**** ENTRIES SUPPLIED ****
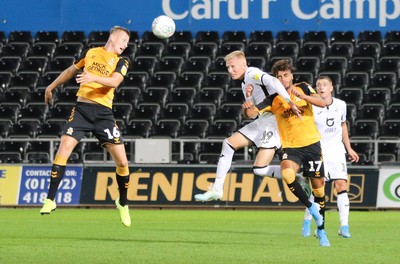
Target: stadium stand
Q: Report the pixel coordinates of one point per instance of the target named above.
(179, 88)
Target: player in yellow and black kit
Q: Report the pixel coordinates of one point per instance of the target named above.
(300, 141)
(101, 72)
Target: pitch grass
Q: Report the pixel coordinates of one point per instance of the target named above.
(192, 236)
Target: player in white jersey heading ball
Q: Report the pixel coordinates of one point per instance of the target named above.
(331, 123)
(262, 132)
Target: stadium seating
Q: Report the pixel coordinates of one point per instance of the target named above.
(180, 87)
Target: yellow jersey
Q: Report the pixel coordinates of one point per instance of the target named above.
(294, 132)
(102, 63)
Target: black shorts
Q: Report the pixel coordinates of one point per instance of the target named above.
(310, 157)
(94, 118)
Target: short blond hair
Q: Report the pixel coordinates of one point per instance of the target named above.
(235, 54)
(119, 28)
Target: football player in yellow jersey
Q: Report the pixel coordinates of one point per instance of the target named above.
(99, 71)
(300, 141)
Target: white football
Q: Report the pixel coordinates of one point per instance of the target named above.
(163, 27)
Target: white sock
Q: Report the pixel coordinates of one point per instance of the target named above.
(273, 171)
(344, 208)
(307, 214)
(224, 164)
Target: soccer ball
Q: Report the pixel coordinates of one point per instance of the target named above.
(163, 27)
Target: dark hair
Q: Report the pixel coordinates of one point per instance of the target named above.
(282, 65)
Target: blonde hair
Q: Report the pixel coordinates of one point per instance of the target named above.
(119, 28)
(235, 54)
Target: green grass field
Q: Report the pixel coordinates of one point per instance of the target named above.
(192, 236)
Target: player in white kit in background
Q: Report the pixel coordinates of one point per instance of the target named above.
(331, 123)
(262, 132)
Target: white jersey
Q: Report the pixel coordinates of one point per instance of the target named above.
(329, 123)
(263, 131)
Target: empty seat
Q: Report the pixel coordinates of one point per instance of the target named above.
(369, 36)
(139, 128)
(47, 36)
(162, 79)
(366, 127)
(342, 36)
(37, 64)
(169, 64)
(208, 49)
(300, 76)
(217, 79)
(178, 49)
(291, 36)
(128, 94)
(6, 125)
(152, 49)
(261, 36)
(231, 111)
(334, 63)
(182, 95)
(207, 36)
(344, 49)
(356, 79)
(20, 36)
(286, 49)
(190, 79)
(204, 111)
(390, 64)
(259, 49)
(374, 111)
(378, 95)
(182, 36)
(167, 127)
(155, 95)
(195, 128)
(68, 49)
(368, 49)
(234, 95)
(222, 128)
(391, 49)
(315, 36)
(393, 111)
(15, 49)
(146, 111)
(314, 49)
(365, 64)
(9, 65)
(144, 64)
(390, 128)
(135, 79)
(258, 62)
(73, 36)
(310, 64)
(210, 95)
(174, 110)
(234, 36)
(122, 111)
(352, 95)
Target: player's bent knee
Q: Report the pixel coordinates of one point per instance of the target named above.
(122, 170)
(261, 171)
(319, 192)
(288, 175)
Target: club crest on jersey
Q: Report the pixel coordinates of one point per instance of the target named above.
(70, 131)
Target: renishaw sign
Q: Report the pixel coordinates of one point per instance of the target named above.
(178, 185)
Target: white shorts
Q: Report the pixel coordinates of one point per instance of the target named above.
(263, 132)
(335, 166)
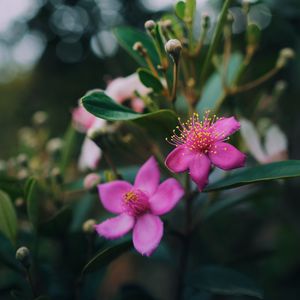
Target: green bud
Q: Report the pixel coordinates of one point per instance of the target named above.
(23, 256)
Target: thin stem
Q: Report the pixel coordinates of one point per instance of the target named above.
(183, 260)
(110, 163)
(215, 40)
(30, 281)
(175, 80)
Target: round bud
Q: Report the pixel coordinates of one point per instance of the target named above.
(22, 160)
(150, 25)
(54, 145)
(205, 21)
(285, 55)
(23, 256)
(173, 47)
(39, 118)
(91, 180)
(167, 23)
(19, 202)
(88, 226)
(138, 46)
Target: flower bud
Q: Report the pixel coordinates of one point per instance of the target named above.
(22, 160)
(173, 47)
(91, 180)
(56, 175)
(150, 25)
(285, 55)
(23, 256)
(54, 145)
(88, 226)
(39, 118)
(205, 21)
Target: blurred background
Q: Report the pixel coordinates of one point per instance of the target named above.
(53, 51)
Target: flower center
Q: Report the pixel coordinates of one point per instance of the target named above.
(135, 202)
(196, 135)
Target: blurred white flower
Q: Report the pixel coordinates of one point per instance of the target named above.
(275, 146)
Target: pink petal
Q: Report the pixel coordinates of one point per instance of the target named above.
(89, 156)
(178, 160)
(199, 170)
(225, 127)
(147, 233)
(147, 178)
(111, 195)
(166, 196)
(226, 157)
(115, 227)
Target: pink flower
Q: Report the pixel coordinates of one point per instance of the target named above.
(202, 143)
(139, 206)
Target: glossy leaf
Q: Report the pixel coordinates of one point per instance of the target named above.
(180, 9)
(224, 281)
(213, 96)
(8, 217)
(58, 224)
(128, 36)
(11, 185)
(100, 105)
(106, 256)
(149, 80)
(70, 139)
(262, 173)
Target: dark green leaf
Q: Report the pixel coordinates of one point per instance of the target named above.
(8, 218)
(128, 36)
(11, 185)
(159, 122)
(106, 256)
(149, 80)
(224, 281)
(227, 202)
(68, 148)
(276, 170)
(32, 196)
(58, 224)
(180, 9)
(213, 94)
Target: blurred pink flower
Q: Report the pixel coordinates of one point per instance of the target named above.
(276, 144)
(120, 90)
(139, 206)
(202, 143)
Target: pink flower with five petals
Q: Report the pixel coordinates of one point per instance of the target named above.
(139, 207)
(202, 143)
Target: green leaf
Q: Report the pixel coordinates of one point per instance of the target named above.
(58, 224)
(106, 256)
(70, 139)
(276, 170)
(149, 80)
(32, 196)
(213, 94)
(227, 202)
(180, 9)
(8, 218)
(160, 122)
(128, 36)
(11, 185)
(224, 281)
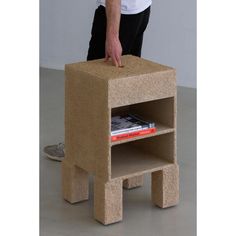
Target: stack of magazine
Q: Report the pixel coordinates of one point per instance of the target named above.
(129, 126)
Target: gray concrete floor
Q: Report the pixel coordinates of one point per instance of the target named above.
(140, 216)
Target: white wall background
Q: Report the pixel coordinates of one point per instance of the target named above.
(169, 39)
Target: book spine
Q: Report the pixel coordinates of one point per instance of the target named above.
(133, 134)
(150, 124)
(140, 127)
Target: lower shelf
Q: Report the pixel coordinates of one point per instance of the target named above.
(128, 161)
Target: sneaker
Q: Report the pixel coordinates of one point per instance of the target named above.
(55, 152)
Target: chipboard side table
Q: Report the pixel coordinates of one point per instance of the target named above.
(94, 92)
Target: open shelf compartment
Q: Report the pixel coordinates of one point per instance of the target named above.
(159, 111)
(142, 156)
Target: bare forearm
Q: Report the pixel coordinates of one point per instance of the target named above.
(113, 17)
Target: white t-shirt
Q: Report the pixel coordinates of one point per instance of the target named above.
(130, 6)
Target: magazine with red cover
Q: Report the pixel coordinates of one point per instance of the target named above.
(133, 134)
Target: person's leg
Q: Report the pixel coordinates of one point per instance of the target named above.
(138, 42)
(132, 28)
(98, 35)
(131, 32)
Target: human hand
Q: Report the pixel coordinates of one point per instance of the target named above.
(113, 50)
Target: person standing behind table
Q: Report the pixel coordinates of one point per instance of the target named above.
(118, 29)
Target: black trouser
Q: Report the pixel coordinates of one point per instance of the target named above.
(131, 32)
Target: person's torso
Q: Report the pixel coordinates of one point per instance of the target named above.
(131, 6)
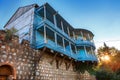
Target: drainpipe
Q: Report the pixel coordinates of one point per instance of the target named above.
(45, 41)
****
Transcribe the listing in full and omit the pictures.

Target: stadium stand
Q: Report the pixel coordinates of one point per instance of the target named above.
(179, 88)
Target: player in yellow and black kit
Q: Report the pixel coordinates of one point per instance of the target named above.
(300, 141)
(101, 72)
Target: pitch grass
Q: Report the pixel coordinates of one point per instance of the target named above.
(192, 236)
Target: player in white jersey heading ball
Q: Report the pixel coordinates of one point per instance of the target named above.
(331, 123)
(262, 132)
Target: stadium seating
Q: Report the pixel coordinates of one point per instance of the target named above.
(180, 87)
Target: yellow jersey
Q: Report the pixel coordinates of one point per instance of the target named above.
(294, 132)
(102, 63)
Target: black shorts
Q: Report the pixel coordinates of one point per instance of the target named above.
(310, 157)
(94, 118)
Target: short blond hair
Q: Report the pixel coordinates of one point per instance of the target named above.
(235, 54)
(119, 28)
Target: football player in yellow jersey
Q: Report the pixel coordinates of one point per instance of the target named above.
(99, 71)
(300, 141)
Target: white football
Q: Report the pixel coordinates of one point per instance of the target named above.
(163, 27)
Target: white sock
Q: Report the pixel coordinates of one point per instance of the target named above.
(273, 171)
(344, 208)
(307, 214)
(224, 164)
Target: soccer ball
Q: Report the pixel coordinates of one point per instance of the target named above.
(163, 27)
Target: dark hair
Q: Report the pixel coordinates of one point per instance of the target named above.
(282, 65)
Target: blonde hair
Q: Report the pixel coordinates of one point per instance of the target named above.
(119, 28)
(235, 54)
Target: green grass field
Q: Report the pixel coordinates of one point per instance of the target named above.
(192, 236)
Target: player in white kit in background
Q: Report the pixel coordinates of one point per instance of the target named above.
(331, 123)
(262, 132)
Target: white jersey
Q: Report the pixel coordinates of one point per instance of the target named above.
(329, 123)
(263, 131)
Target: empty seat
Q: Report the pixel coordinates of one point per instance of the target named above.
(369, 36)
(139, 128)
(47, 36)
(162, 79)
(366, 127)
(342, 36)
(37, 64)
(169, 64)
(208, 49)
(300, 76)
(217, 79)
(178, 49)
(291, 36)
(128, 94)
(6, 125)
(152, 49)
(261, 36)
(231, 111)
(334, 63)
(182, 95)
(207, 36)
(344, 49)
(356, 79)
(20, 36)
(286, 49)
(190, 79)
(204, 111)
(390, 64)
(259, 49)
(374, 111)
(378, 95)
(182, 36)
(167, 127)
(155, 95)
(195, 128)
(68, 49)
(368, 49)
(234, 95)
(222, 128)
(391, 49)
(315, 36)
(393, 111)
(15, 49)
(146, 111)
(314, 49)
(365, 64)
(9, 65)
(144, 64)
(390, 128)
(135, 79)
(258, 62)
(73, 36)
(310, 64)
(210, 95)
(174, 110)
(234, 36)
(122, 111)
(352, 95)
Target: player's bent knee
Q: Report the pixel coordinates of one point per instance of the target named above.
(122, 170)
(261, 171)
(319, 192)
(288, 175)
Target: club crest on jersey
Q: Report the pixel coordinates of one point per instance of the target named above.
(70, 131)
Target: renishaw sign
Q: Report the pixel coordinates of one point per instance of the target named above.
(178, 185)
Target: white shorts
Q: Report the pixel coordinates of one point per instance of the target named above.
(263, 132)
(335, 166)
Target: green bud
Q: Report the pixel coordinates of one point per instance of the target named above.
(23, 256)
Target: thin stem
Q: Report the pixel coordinates of one point per instance of the target named above.
(183, 260)
(110, 163)
(215, 40)
(30, 281)
(175, 80)
Target: round bud
Q: Report the pixel coordinates of one point per instance of the target named above.
(22, 160)
(150, 25)
(54, 145)
(205, 21)
(285, 55)
(23, 256)
(173, 47)
(39, 118)
(91, 180)
(167, 23)
(19, 202)
(88, 226)
(138, 46)
Target: flower bud
Q: Report the pixel coordinates of one point per instance of the target named above.
(22, 160)
(173, 47)
(91, 180)
(56, 175)
(150, 25)
(285, 55)
(23, 256)
(54, 145)
(88, 226)
(39, 118)
(205, 21)
Target: blurred background
Q: Report the pixel coordinates of one point per instance of the target named above.
(53, 51)
Target: flower center
Q: Report the pixel coordinates of one point per instance of the target named above.
(135, 202)
(196, 135)
Target: blurred white flower
Q: Report the pixel coordinates of one point per instance of the target named above.
(275, 146)
Target: pink petal
Q: Report the pixel coordinates of one point per instance of the target named above.
(89, 156)
(178, 160)
(199, 170)
(225, 127)
(147, 233)
(147, 178)
(111, 195)
(166, 196)
(226, 157)
(115, 227)
Target: pink flower
Q: Report the pixel coordinates of one point per instance of the target named above.
(202, 143)
(139, 206)
Target: glossy leaf
Q: Report the pixel coordinates of one point per instance of the target named above.
(180, 9)
(224, 281)
(213, 96)
(8, 217)
(58, 224)
(128, 36)
(11, 185)
(100, 105)
(106, 256)
(149, 80)
(70, 139)
(262, 173)
Target: dark green leaf
Q: Report the pixel coordinates of one point per instance of the target named above.
(8, 218)
(128, 36)
(11, 185)
(159, 122)
(106, 256)
(149, 80)
(224, 281)
(227, 202)
(68, 148)
(276, 170)
(32, 196)
(58, 224)
(180, 9)
(213, 94)
Target: blurred pink flower
Q: Report the pixel coordinates of one point per instance of the target named above.
(276, 144)
(120, 90)
(139, 206)
(202, 143)
Target: pink flower with five petals
Q: Report the pixel coordinates of one point per instance of the target named above.
(139, 207)
(202, 143)
Target: green leaf
Q: Report the pixel coordinates of one point per instance of the target named above.
(58, 224)
(106, 256)
(70, 139)
(276, 170)
(149, 80)
(32, 196)
(213, 94)
(227, 202)
(180, 9)
(8, 218)
(160, 122)
(128, 36)
(11, 185)
(224, 281)
Target: stack of magazine
Q: Report the pixel coordinates of one point per instance of the target named above.
(129, 126)
Target: gray concrete floor
Q: Report the pixel coordinates of one point per instance of the target named above.
(140, 216)
Target: white wall background
Q: Report the pixel coordinates of one point per instance of the target named above.
(169, 39)
Target: book spine
Q: Report the pixel coordinates of one point per instance of the target named above.
(133, 134)
(150, 124)
(140, 127)
Target: lower shelf
Q: Report the pixel coordinates of one point per instance of the target named above.
(128, 161)
Target: sneaker
Q: Report the pixel coordinates of one point per instance of the target named above.
(55, 152)
Target: chipboard side table
Q: Report the pixel coordinates of one point per instance of the target named above.
(94, 92)
Target: open shelf compartment
Q: Report the pixel coordinates of one point per instance of the target named above.
(159, 111)
(142, 156)
Target: bare forearm
Q: Report the pixel coordinates of one point per instance of the target named above.
(113, 17)
Target: white t-shirt
Q: Report the pixel coordinates of one point per instance of the target named above.
(130, 6)
Target: magazine with red cover
Q: Report the pixel coordinates of one point per instance of the target named above.
(133, 134)
Target: person's leg
Q: Report the pixel coordinates of one point per instance of the target named above.
(138, 42)
(132, 28)
(98, 35)
(131, 32)
Target: human hand
Q: Report the pixel coordinates of one point per instance of the target named above.
(113, 50)
Target: person standing behind table
Q: Report the pixel coordinates of one point per instance of the target named above.
(118, 29)
Target: black trouser
Q: Report the pixel coordinates of one point per instance of the target named above.
(131, 32)
Target: person's torso
Q: Report the pixel coordinates of one point per instance of the target named above.
(131, 6)
Target: drainpipe
Q: Report the pixel coordinates of one point per instance of the target named above.
(45, 41)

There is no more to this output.